▶ EXERCISE
Copy exactly the lines from the one containing "Where can the pickup" through the last line of the records, both included, and nothing more.
——————
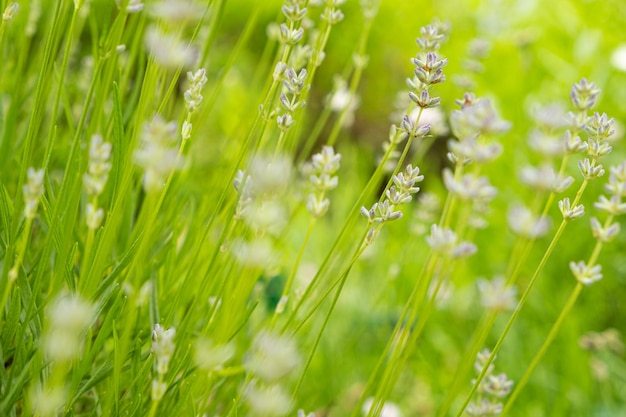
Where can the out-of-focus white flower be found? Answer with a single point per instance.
(158, 153)
(68, 318)
(168, 50)
(618, 57)
(209, 356)
(268, 401)
(272, 357)
(389, 409)
(177, 12)
(496, 295)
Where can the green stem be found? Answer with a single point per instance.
(553, 332)
(518, 308)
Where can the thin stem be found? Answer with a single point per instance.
(553, 332)
(294, 269)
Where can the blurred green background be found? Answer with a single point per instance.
(538, 49)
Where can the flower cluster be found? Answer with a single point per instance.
(524, 223)
(588, 273)
(193, 96)
(293, 86)
(599, 128)
(399, 193)
(492, 389)
(271, 360)
(158, 153)
(68, 318)
(96, 177)
(163, 349)
(321, 172)
(445, 242)
(475, 119)
(33, 190)
(496, 295)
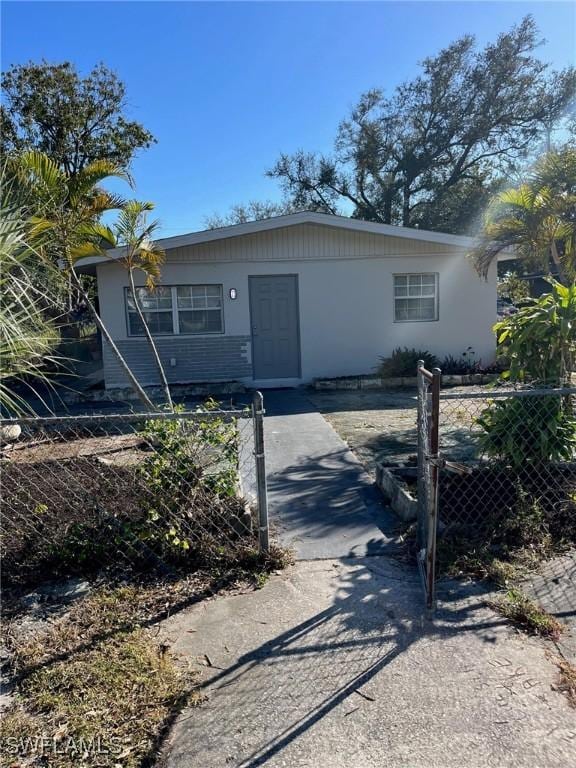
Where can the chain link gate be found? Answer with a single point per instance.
(498, 463)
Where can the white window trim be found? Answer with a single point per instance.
(175, 317)
(436, 296)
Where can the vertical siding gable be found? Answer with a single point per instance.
(306, 241)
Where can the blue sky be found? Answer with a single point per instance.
(225, 87)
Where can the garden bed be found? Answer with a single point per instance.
(367, 382)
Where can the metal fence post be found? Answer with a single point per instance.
(422, 450)
(434, 501)
(262, 493)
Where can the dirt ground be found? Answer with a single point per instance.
(378, 426)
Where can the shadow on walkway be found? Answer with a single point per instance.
(289, 699)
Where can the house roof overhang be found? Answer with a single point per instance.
(291, 220)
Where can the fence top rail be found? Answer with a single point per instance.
(490, 394)
(129, 417)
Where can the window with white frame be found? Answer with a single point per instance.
(416, 297)
(156, 307)
(199, 308)
(177, 309)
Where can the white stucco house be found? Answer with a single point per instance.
(285, 300)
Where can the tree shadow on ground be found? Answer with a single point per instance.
(329, 662)
(328, 496)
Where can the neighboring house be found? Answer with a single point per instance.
(282, 301)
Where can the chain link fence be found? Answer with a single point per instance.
(131, 492)
(496, 475)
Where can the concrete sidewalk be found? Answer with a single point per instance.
(322, 501)
(330, 665)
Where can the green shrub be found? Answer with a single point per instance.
(404, 361)
(528, 430)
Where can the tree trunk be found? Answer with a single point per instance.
(143, 397)
(152, 344)
(562, 277)
(406, 204)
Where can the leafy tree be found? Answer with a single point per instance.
(27, 337)
(254, 210)
(540, 339)
(511, 286)
(437, 146)
(140, 253)
(540, 342)
(537, 218)
(69, 207)
(73, 120)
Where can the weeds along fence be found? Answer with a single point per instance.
(497, 475)
(144, 492)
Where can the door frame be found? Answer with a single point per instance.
(298, 343)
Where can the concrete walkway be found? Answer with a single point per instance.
(331, 666)
(322, 502)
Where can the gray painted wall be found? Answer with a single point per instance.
(216, 358)
(345, 302)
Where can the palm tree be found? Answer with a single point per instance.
(27, 336)
(536, 219)
(140, 253)
(70, 207)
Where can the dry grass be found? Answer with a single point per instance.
(527, 615)
(95, 687)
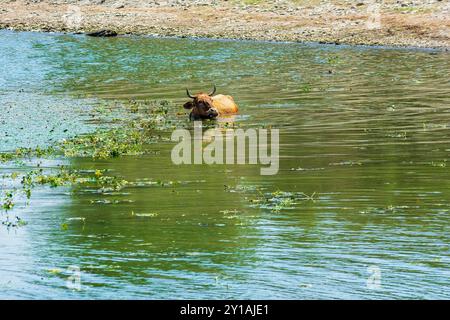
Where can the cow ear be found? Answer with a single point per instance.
(188, 105)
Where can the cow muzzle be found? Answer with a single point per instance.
(212, 113)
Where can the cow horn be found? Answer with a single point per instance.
(189, 95)
(214, 91)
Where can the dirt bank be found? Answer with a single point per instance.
(423, 23)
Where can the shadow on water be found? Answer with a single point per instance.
(364, 130)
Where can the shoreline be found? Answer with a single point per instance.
(338, 24)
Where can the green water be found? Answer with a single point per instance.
(366, 130)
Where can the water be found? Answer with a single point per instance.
(364, 130)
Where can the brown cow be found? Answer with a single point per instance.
(207, 106)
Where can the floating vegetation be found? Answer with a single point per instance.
(346, 163)
(144, 215)
(129, 137)
(441, 164)
(280, 200)
(143, 123)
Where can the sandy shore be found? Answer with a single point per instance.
(424, 23)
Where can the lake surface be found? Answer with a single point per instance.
(364, 131)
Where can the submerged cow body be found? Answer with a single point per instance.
(209, 106)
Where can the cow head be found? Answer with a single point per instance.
(201, 106)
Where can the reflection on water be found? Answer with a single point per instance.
(364, 130)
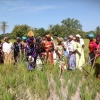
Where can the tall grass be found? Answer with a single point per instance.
(17, 83)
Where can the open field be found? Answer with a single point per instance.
(17, 83)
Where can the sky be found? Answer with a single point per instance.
(42, 13)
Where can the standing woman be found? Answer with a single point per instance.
(71, 55)
(60, 54)
(31, 51)
(49, 48)
(1, 54)
(24, 43)
(92, 48)
(97, 59)
(80, 60)
(7, 50)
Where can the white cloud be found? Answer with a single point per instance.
(22, 6)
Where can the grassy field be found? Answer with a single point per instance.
(17, 83)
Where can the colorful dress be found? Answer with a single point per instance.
(80, 60)
(92, 47)
(7, 49)
(71, 56)
(61, 60)
(49, 47)
(97, 62)
(1, 54)
(31, 56)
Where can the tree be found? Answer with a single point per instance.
(20, 30)
(3, 26)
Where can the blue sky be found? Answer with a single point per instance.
(42, 13)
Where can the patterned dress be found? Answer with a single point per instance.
(31, 56)
(61, 60)
(1, 54)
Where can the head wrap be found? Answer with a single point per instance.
(48, 36)
(98, 37)
(78, 36)
(71, 36)
(18, 38)
(65, 38)
(24, 38)
(30, 33)
(91, 35)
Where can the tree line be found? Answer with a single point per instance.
(68, 26)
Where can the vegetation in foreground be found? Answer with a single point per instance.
(17, 83)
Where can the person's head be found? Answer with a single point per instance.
(6, 39)
(59, 40)
(91, 36)
(18, 39)
(0, 40)
(78, 37)
(98, 39)
(30, 34)
(70, 38)
(24, 38)
(48, 37)
(65, 39)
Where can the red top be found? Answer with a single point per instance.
(92, 46)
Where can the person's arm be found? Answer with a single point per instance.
(75, 49)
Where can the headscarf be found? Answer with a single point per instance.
(65, 39)
(24, 38)
(91, 35)
(78, 36)
(5, 38)
(98, 37)
(30, 33)
(48, 36)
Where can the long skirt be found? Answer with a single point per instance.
(97, 67)
(72, 61)
(1, 58)
(8, 58)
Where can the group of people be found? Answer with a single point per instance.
(68, 53)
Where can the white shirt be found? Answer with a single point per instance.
(71, 45)
(7, 47)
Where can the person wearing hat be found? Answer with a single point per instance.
(97, 58)
(7, 50)
(65, 44)
(24, 43)
(1, 53)
(49, 48)
(60, 55)
(17, 46)
(30, 54)
(71, 55)
(92, 48)
(79, 49)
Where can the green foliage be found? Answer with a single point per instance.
(20, 30)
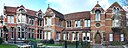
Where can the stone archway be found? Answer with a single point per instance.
(98, 38)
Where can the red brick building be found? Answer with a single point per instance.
(95, 26)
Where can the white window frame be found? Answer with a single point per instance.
(64, 36)
(77, 23)
(97, 15)
(48, 21)
(45, 35)
(73, 36)
(68, 24)
(49, 35)
(87, 23)
(83, 36)
(10, 19)
(121, 37)
(110, 37)
(88, 36)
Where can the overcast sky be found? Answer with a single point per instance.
(63, 6)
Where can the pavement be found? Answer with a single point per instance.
(101, 46)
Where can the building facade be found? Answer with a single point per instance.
(95, 26)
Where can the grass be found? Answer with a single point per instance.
(8, 46)
(54, 44)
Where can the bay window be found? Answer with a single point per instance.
(115, 23)
(68, 23)
(49, 35)
(77, 23)
(87, 23)
(48, 21)
(10, 19)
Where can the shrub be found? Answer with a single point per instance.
(51, 41)
(116, 43)
(1, 40)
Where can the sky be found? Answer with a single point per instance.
(63, 6)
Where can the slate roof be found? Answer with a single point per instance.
(78, 15)
(12, 10)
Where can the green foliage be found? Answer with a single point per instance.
(54, 44)
(8, 46)
(1, 40)
(116, 43)
(51, 41)
(85, 44)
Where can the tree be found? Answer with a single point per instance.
(125, 2)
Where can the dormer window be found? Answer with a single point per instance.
(116, 18)
(21, 11)
(97, 16)
(116, 23)
(40, 15)
(48, 21)
(116, 10)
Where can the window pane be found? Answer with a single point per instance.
(88, 23)
(110, 37)
(85, 23)
(97, 16)
(122, 37)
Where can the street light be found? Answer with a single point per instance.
(5, 32)
(65, 39)
(76, 41)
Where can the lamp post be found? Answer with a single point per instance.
(76, 41)
(5, 32)
(65, 40)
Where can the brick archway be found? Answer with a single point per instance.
(98, 38)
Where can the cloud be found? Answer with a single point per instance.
(63, 6)
(69, 6)
(10, 3)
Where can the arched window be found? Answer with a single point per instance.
(97, 16)
(39, 15)
(116, 10)
(21, 11)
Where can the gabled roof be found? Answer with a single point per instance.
(12, 10)
(77, 15)
(116, 5)
(97, 5)
(57, 14)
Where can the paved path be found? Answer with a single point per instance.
(98, 46)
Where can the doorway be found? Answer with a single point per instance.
(98, 38)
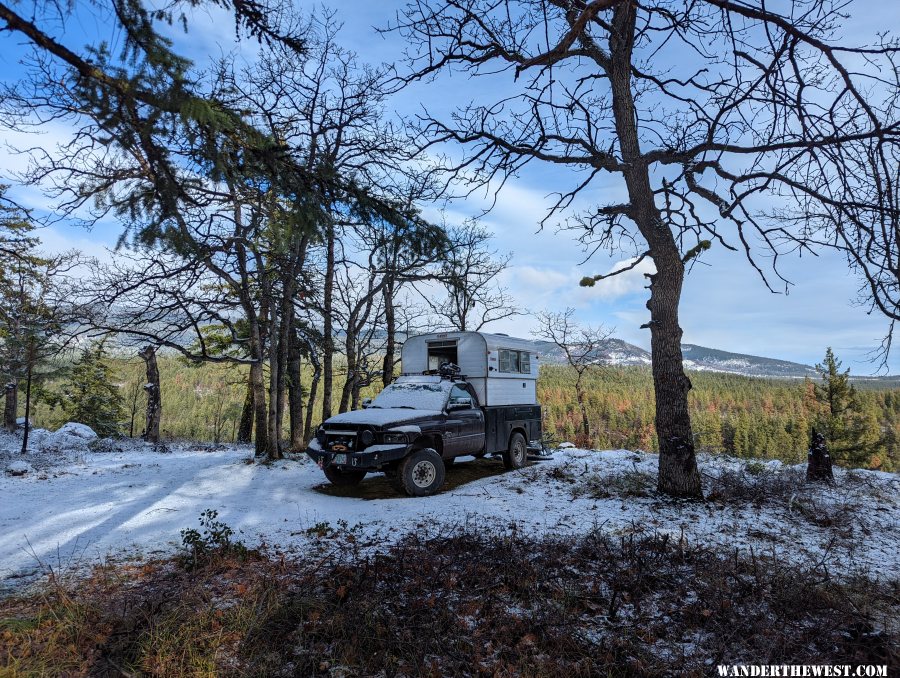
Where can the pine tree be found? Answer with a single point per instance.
(851, 430)
(90, 396)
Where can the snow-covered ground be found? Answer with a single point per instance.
(76, 508)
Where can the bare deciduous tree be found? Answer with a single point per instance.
(582, 346)
(469, 275)
(728, 123)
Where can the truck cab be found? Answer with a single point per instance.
(417, 426)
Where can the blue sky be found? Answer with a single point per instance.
(725, 305)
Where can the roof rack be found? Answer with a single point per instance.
(445, 371)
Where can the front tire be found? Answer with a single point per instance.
(422, 473)
(343, 478)
(517, 454)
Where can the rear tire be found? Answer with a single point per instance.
(343, 478)
(422, 473)
(517, 454)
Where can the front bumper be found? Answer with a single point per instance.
(371, 458)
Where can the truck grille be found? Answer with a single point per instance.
(345, 439)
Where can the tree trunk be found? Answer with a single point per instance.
(154, 395)
(257, 381)
(11, 405)
(579, 394)
(245, 429)
(818, 461)
(295, 394)
(390, 349)
(273, 446)
(327, 327)
(352, 364)
(678, 472)
(28, 400)
(313, 392)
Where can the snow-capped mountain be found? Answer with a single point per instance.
(699, 358)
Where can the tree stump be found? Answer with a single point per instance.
(818, 461)
(154, 396)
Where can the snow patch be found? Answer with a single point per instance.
(19, 468)
(71, 436)
(378, 417)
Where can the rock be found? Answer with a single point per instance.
(70, 436)
(36, 439)
(105, 445)
(19, 468)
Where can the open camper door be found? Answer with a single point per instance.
(503, 370)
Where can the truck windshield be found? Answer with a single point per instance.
(415, 396)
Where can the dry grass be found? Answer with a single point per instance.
(464, 604)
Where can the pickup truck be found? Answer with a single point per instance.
(416, 427)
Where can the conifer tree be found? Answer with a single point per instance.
(90, 396)
(851, 431)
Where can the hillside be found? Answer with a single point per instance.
(697, 358)
(573, 566)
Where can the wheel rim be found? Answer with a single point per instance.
(519, 451)
(423, 474)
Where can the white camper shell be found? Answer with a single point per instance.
(503, 370)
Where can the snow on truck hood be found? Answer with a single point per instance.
(381, 417)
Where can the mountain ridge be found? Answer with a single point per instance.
(617, 352)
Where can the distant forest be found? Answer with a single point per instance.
(740, 416)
——————
▶ WRITTEN ANSWER
Where can the pickup truck be found? Answer with a single point per instance.
(416, 427)
Where can the conifer tree be found? Answer with a single point per instance.
(90, 396)
(851, 431)
Where can the hillside be found? Answer with a single point per instance.
(697, 358)
(573, 566)
Where can the wheel rim be found? Answer with a single point per instance.
(519, 451)
(423, 474)
Where can the white camper shell be found? Answer with a single point per instance.
(503, 370)
Where can the snow on truck hood be found? Answer with a single point per instance.
(381, 417)
Where can the mountain ridge be found? Answer with a single point per instance.
(617, 352)
Where can the distant forest be found? Answer with a single point per instance.
(740, 416)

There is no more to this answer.